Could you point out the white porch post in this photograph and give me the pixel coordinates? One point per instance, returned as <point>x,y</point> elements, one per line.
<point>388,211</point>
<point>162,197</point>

================

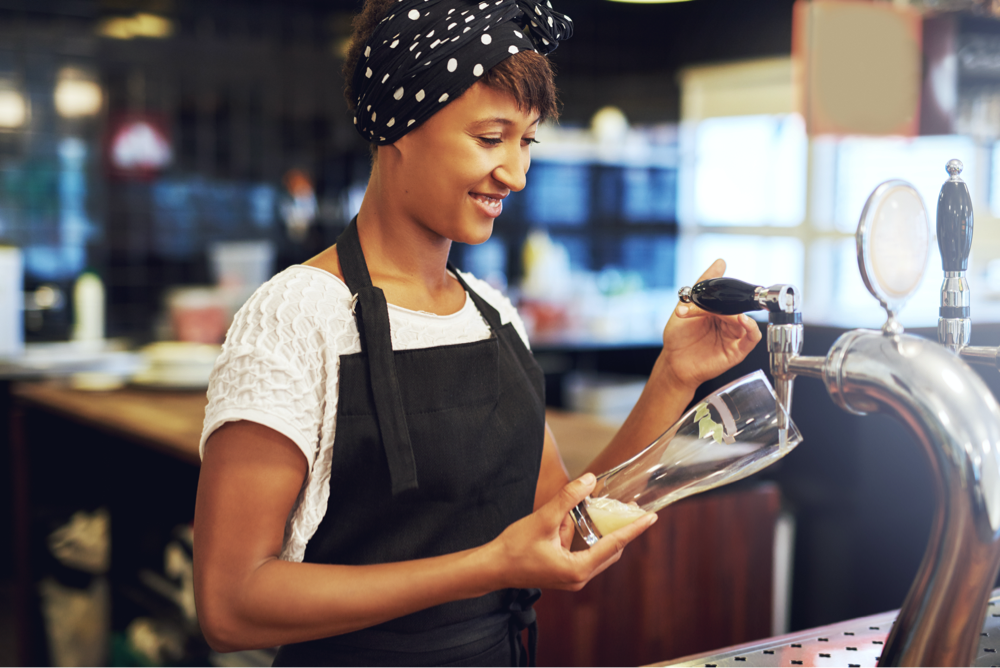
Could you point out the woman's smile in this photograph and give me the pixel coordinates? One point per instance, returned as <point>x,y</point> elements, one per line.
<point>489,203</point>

================

EXERCISE DETAILS -
Copy the records from the line with "Could you point out the woman's" through the line with "<point>489,203</point>", request line included, adding 50 to every coordinate in the answers. Give only those lines.

SOLUTION TO THE PROBLEM -
Could you point out the woman's smile in this photograph and give me the pixel coordinates? One point per instance, returned as <point>x,y</point> elements, one per line.
<point>539,253</point>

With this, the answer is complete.